──────── Selected passage
# HO Vulcan 50-ton Duplex locomotive



## railandsail (Jan 28, 2009)

Can anyone contribute some knowledge about the real prototype engine as well as the somewhat rare United/PFM brass model ??

I have one and love the looks of it. Mine runs like a charm, but I've heard tell of some problems with the gearing in some of them??


----------



## shaygetz (Sep 23, 2007)

Found some information on this forum that should help >>> http://www.modelrailroadforums.com/forum/showthread.php?p=123638

The flexible coupling seems to be the biggest problem with them, NWSL might have a fix though, they're usually pretty good about those things.


----------



## cwalsh (Jun 8, 2011)

Are there any drawings out there of the larger (above 50T) vulcan duplexes?
how about drawings of a Kitson Meyer 2-6+6-2 ( build # 5400)


----------



## trainguru (Jun 28, 2011)

That model is BRILLIANT! Never seen anything like it. Does anybody know how much do they run for, if you find one? If you can find one. That is BRILLIANT! -


----------



## gc53dfgc (Apr 13, 2010)

Well that is a brass engine so it can vary from 200-800 dollars depending on its condition and which company made it.


----------
────────────────
### Actions to take
1. From the Vulcan Duplex thread, return the text from "The flexible coupling" up to and including "50T) vulcan duplexes?".
2. List the username of every person who posted in the Vulcan Duplex thread.
──────── Supplied data
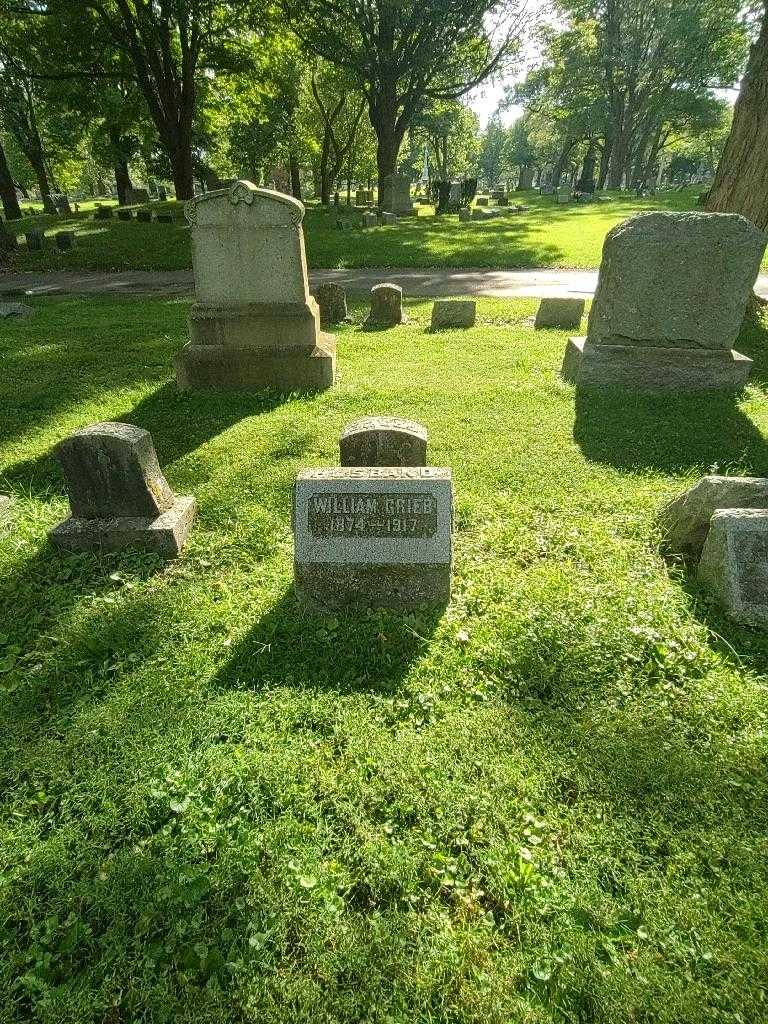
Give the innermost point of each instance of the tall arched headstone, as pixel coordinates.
(254, 325)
────────────────
### Solutions
1.
The flexible coupling seems to be the biggest problem with them, NWSL might have a fix though, they're usually pretty good about those things.


----------



## cwalsh (Jun 8, 2011)

Are there any drawings out there of the larger (above 50T) vulcan duplexes?

2. railandsail, shaygetz, cwalsh, trainguru, gc53dfgc